• [Text extract]
☆ ☆ ☆ ☆ ☆

I encounter missing samples at the start.
Broader context of my problem: I want to build a streaming app.
I do fetch 3 *.flac files (with 4, 5 and 7 channels), decode them, then stitch the 16 channels together for later Ambisonics decoding. They have to be sample accurate. I already know that I have to feed more data then seekpoint_A_offset to seekpoint_B_offset in order to guarantee the minimum length to B, but what is too much can be cut, we know how much samples we need by the parsed SEEKTABLE.
However I have to be certain of the fact that the decoder started on seekpoint_A_sample.
Can you confirm? (otherwise the error is somewhere else in my signal chain)
My toolchain:
1. $ ffmpeg # for splitting the original 16 channel audio file
2. $ flac --compression-level-8 # for encoding
--blocksize=1024
--force-raw-format
--endian=little
--sign=signed
--channels=7
--bps={bits_per_sample}
--sample-rate={sample_rate}
--no-seektable
3. $ metaflac --dont-use-padding --add-seekpoint=2530x # for adding seekpoints
# that are sample synchronous
# acros files
4. HTTP range requests to fetch parts of the 3 flac files
from the given offset values of the seekpoints
5. @wasm-audio-decoders/flac for decoding the files in parallel
In this code I have so far we miss samples between windows like A→B here B→C:
/**
* All info for a Range-Request A→B
* (incl. FUDGE, and EOF edge case).

☆ ☆ ☆ ☆ ☆

• [Supplied data]
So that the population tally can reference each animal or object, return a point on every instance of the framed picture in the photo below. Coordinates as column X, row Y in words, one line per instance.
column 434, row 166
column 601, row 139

☆ ☆ ☆ ☆ ☆

• [Problems and tasks]
**A.** Reproduce the passage of the FLAC seekpoint post from "Broader context of" up to and including "my signal chain)".
**B.** Proceed with the FLAC seekpoint post, picking up right after its final line.

• [Answer list]
**A.**
Broader context of my problem: I want to build a streaming app.
I do fetch 3 *.flac files (with 4, 5 and 7 channels), decode them, then stitch the 16 channels together for later Ambisonics decoding. They have to be sample accurate. I already know that I have to feed more data then seekpoint_A_offset to seekpoint_B_offset in order to guarantee the minimum length to B, but what is too much can be cut, we know how much samples we need by the parsed SEEKTABLE.
However I have to be certain of the fact that the decoder started on seekpoint_A_sample.
Can you confirm? (otherwise the error is somewhere else in my signal chain)

**B.**
*
* usage:
* const {byteStart, byteEnd, wantSamples} =
* SeekPoints.rangeFor(aIdx, bIdx, seekTable);
*
* const bytes = await fetchRange(url, byteStart, byteEnd);
*
* @param seekTable full Seektable
* @param indexA Start index (inclusive)
* @param indexB End index (inclusive!)
* @param fudgeBytes optional Buffer (default 64 KiB)
* @returns {
* byteStart: number,
* byteEnd: number|null, // null → to EOF
* wantSamples: number // sample_B – sample_A
* }
*/
static rangeFor(indexA, indexB, seekTable, fudgeBytes = 64 * 1024) {
if (indexA < 0 || indexB >= seekTable.length || indexA >= indexB)
throw new Error('invalid indices');
const byteStart = seekTable[indexA].streamOffset;
const nextOff = seekTable[indexB + 1]?.streamOffset ?? null;
const byteEnd = nextOff ? nextOff + fudgeBytes - 1 : null;
const wantSamples = seekTable[indexB].sample - seekTable[indexA].sample;
return {byteStart, byteEnd, wantSamples};
}
/**
* Fetches a byte range and returns it as an Uint8Array.
* @param {string} url
* @param {number} offset
* @param {number} length
* @returns {Promise<Uint8Array>}
*/
async #fetchRange(url, offset, length) {
const headers = {};
// Open‑ended request if length is not positive
if (length === undefined || length <= 0) {
headers.Range = `bytes=${offset}-`;
} else {
headers.Range = `bytes=${offset}-${offset + length - 1}`;
}
const response = await fetch(url, {headers});
if (!response.ok && response.status !== 206) {
throw new Error(`[fetchRange] Unexpected HTTP response ${response.status} for ${url}`);
}
const arrayBuffer = await response.arrayBuffer();
return new Uint8Array(arrayBuffer);
}
/**
* Fetch + decode PCM between two given seekpoints in a given FLAC using SeekPoints.rangeFor().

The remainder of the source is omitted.